**Données enregistrées:**
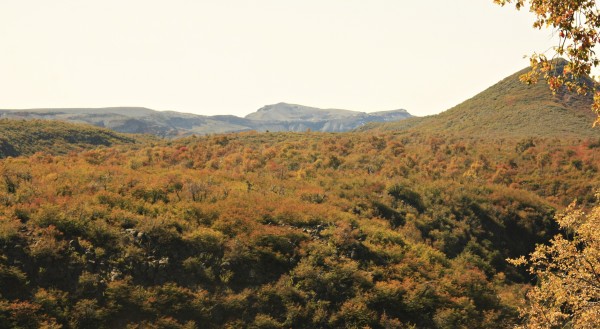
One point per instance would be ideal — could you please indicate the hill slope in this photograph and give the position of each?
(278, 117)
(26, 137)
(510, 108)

==

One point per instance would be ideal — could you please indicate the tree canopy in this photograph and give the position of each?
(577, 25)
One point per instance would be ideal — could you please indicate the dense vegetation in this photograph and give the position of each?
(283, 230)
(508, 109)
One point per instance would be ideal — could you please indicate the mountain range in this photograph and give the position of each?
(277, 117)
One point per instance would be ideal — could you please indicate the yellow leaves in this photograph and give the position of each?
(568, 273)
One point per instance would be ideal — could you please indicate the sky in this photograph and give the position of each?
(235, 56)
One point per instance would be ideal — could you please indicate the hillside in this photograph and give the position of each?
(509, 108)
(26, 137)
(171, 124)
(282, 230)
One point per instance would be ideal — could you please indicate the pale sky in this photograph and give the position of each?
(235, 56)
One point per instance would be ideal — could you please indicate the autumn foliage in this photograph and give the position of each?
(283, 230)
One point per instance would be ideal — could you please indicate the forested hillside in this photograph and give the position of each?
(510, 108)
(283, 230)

**Travail demandé:**
Indiquez combien de lignes des items ci-dessus contiennent la chaîne « hillside », en respectant la casse. Répondez uniquement par ce nombre.

**Sortie complète:**
2